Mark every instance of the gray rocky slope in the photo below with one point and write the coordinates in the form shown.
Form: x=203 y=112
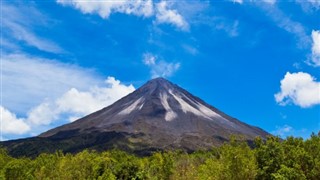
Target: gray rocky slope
x=161 y=115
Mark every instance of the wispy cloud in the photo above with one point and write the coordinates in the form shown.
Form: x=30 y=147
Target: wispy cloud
x=159 y=68
x=70 y=106
x=162 y=11
x=19 y=28
x=166 y=15
x=315 y=56
x=11 y=124
x=300 y=89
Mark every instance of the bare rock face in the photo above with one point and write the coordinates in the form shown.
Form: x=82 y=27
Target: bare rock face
x=157 y=116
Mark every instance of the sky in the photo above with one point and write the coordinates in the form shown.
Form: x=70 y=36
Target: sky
x=257 y=61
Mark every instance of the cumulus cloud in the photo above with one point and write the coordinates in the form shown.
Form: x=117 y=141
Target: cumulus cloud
x=266 y=1
x=146 y=8
x=105 y=8
x=75 y=103
x=159 y=68
x=26 y=77
x=166 y=15
x=300 y=89
x=72 y=105
x=11 y=124
x=316 y=48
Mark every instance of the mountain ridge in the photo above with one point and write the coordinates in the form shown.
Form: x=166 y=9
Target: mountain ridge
x=159 y=115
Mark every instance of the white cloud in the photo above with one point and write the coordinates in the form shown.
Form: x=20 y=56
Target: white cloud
x=19 y=27
x=149 y=59
x=105 y=8
x=309 y=6
x=159 y=68
x=284 y=22
x=11 y=124
x=69 y=107
x=171 y=16
x=75 y=103
x=283 y=131
x=146 y=8
x=27 y=80
x=300 y=89
x=316 y=48
x=265 y=1
x=238 y=1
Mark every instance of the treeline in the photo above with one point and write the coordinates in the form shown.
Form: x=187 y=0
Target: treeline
x=292 y=158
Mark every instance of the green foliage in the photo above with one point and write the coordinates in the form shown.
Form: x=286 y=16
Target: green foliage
x=274 y=158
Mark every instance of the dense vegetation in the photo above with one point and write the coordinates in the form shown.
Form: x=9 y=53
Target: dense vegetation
x=292 y=158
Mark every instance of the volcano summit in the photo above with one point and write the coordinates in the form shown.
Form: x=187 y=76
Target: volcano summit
x=159 y=115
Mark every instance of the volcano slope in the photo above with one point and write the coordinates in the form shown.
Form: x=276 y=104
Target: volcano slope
x=158 y=116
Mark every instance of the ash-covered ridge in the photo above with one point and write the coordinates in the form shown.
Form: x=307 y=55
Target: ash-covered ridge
x=159 y=115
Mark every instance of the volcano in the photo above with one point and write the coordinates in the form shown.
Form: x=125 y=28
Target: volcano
x=158 y=116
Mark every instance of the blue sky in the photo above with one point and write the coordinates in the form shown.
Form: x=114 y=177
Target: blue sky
x=257 y=61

=== WRITTEN REQUEST ===
Please write out every line above again, word for word, but leave the picture out.

=== CORRECT RESPONSE ===
Mark every instance of the gray rocky slope in the photo below with one point and write the coordinates in the form shown.
Form: x=203 y=112
Target: gray rocky slope
x=161 y=115
Mark every instance of the wispy cloud in the photo above with one point and write the coordinates in the form shown.
Form: x=30 y=147
Target: wispy cloud
x=159 y=68
x=70 y=106
x=162 y=11
x=19 y=28
x=166 y=15
x=315 y=56
x=11 y=124
x=300 y=89
Mark every instance of the bare rock face in the photo above with one point and write the coordinates in the form shown.
Form: x=82 y=27
Target: bare rock face
x=157 y=116
Mark every instance of the sky in the photo above with one point and write the coordinates in the form shown.
Form: x=70 y=36
Target: sky
x=257 y=61
Mark every instance of the cumulus cloud in the photo above with one point and write the coordinates in the form shown.
Form: x=117 y=141
Target: cumulus cloud
x=266 y=1
x=146 y=8
x=105 y=8
x=75 y=103
x=159 y=68
x=26 y=77
x=166 y=15
x=300 y=89
x=72 y=105
x=11 y=124
x=316 y=48
Mark every instance of the mountain ridge in the photo above with one point and write the coordinates in the form shown.
Form: x=166 y=9
Target: mountain ridge
x=159 y=115
Mark every instance of the white cloud in the photo above with one point and write the coordinates in the form shown.
Form: x=20 y=56
Target: white cloud
x=19 y=27
x=149 y=59
x=105 y=8
x=309 y=6
x=159 y=68
x=284 y=22
x=11 y=124
x=69 y=107
x=171 y=16
x=75 y=103
x=283 y=131
x=146 y=8
x=27 y=80
x=300 y=89
x=316 y=48
x=265 y=1
x=238 y=1
Mark every instance of the treeline in the photo above with one point and write the coordinates in the form shown.
Form: x=187 y=0
Target: treeline
x=292 y=158
Mark every instance of the green foliage in the photo above with one point and write the coordinates in the form shown.
Form: x=286 y=16
Target: green foliage
x=274 y=158
Mark every instance of the dense vegetation in the photo above with one point and write the coordinates in the form shown.
Form: x=9 y=53
Target: dense vegetation
x=292 y=158
Mark every instance of the volcano summit in the photo above with one point and write the coordinates in the form shown.
Form: x=187 y=76
Target: volcano summit
x=159 y=115
Mark every instance of the volcano slope in the photo above with one point and write the coordinates in the form shown.
Form: x=276 y=104
Target: volcano slope
x=158 y=116
Mark every instance of the ash-covered ridge in the photo above with one point and write the coordinates in the form shown.
Form: x=307 y=55
Target: ash-covered ridge
x=159 y=115
Mark every instance of the volcano in the photo above with one point and write the coordinates in the form shown.
Form: x=125 y=28
Target: volcano
x=158 y=116
Mark every instance of the blue sky in the photo above with one point and write the coordinates in the form shown.
Form: x=114 y=177
Target: blue sky
x=257 y=61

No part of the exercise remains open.